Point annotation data
--*--

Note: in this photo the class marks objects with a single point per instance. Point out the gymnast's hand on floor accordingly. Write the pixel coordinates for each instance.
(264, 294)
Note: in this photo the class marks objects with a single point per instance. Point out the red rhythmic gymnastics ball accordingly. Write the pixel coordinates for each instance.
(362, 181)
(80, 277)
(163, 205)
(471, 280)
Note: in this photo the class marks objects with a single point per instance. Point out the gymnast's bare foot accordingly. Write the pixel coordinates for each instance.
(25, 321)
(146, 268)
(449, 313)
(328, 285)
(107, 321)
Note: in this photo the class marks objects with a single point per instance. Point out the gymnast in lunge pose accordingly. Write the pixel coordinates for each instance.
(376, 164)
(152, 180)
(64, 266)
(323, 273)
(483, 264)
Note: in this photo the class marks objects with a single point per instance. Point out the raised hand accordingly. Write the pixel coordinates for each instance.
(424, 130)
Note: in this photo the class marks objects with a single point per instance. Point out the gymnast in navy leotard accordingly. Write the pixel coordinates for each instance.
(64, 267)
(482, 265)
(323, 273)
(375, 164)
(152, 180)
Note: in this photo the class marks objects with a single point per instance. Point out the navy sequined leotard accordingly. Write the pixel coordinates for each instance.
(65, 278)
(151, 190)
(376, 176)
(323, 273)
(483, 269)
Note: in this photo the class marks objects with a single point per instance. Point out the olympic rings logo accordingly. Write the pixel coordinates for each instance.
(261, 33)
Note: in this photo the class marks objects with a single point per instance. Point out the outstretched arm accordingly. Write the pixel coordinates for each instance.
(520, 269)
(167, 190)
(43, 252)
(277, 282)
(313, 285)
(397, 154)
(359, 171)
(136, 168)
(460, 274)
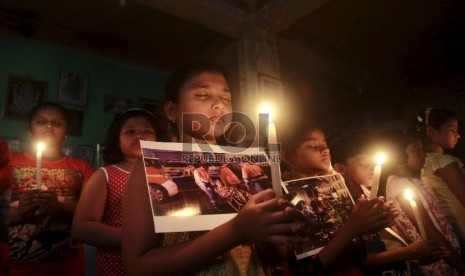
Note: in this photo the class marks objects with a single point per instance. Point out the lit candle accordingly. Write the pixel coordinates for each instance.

--*--

**Instruction:** Copy the data above line for line, without the pictures.

**Task result:**
Note: in this photo the class marks objects with a single point per instance. Point out the gymnast's hand on floor accordingly. Write the pixel coordinates for each instance.
(264, 294)
Note: in this photo the class marks objects with a single point per instance. Point out the red rhythmic gymnastics ball accordingly. Write the pixel coordinates for each instance.
(362, 181)
(80, 277)
(163, 205)
(471, 280)
Note: in this photo the class marks objects with a single point per instance. Point out the gymnast's bare foot accordingly. Write the pixel coordinates for each instance.
(25, 321)
(146, 268)
(449, 313)
(328, 285)
(107, 321)
Note: in this photo the class marks objects with a single point per instance. Point out the gymnast in lunge pose accordingly. Write the pixel coordinates for each instance.
(376, 164)
(152, 180)
(64, 266)
(323, 273)
(483, 264)
Note: in this photo the class marks objects with a single point per instance. Point out the raised hand accordingly. Write the pixel coordinates for each instance.
(424, 130)
Note: in this photo the class marks objects with a single point per instance. Point out the gymnast in navy leotard accordingly. Write the pixel coordinates for each instance.
(64, 267)
(482, 265)
(323, 273)
(375, 164)
(152, 180)
Note: in this photo the class marks objects with a single point per instance. Point out the navy sequined leotard accordingly. Write the pixel coordinates for each instance.
(65, 278)
(151, 190)
(376, 176)
(323, 273)
(483, 269)
Note: in this photo the class marks objects with a single point per instance. Point out the olympic rings logo accordingly. Write the pixel coordinates for each instance.
(261, 33)
Note: in this photo the class marks objects with a single point per instance. Point out the outstretched arm accordingly. Write the pixel coordinates for each instance.
(520, 269)
(167, 190)
(43, 252)
(277, 282)
(313, 285)
(397, 154)
(359, 171)
(136, 168)
(460, 274)
Note: in this photo the class marks objects with a single point per instance. Point out the lit candle accordingly. Write the pixel coordinates for each instance.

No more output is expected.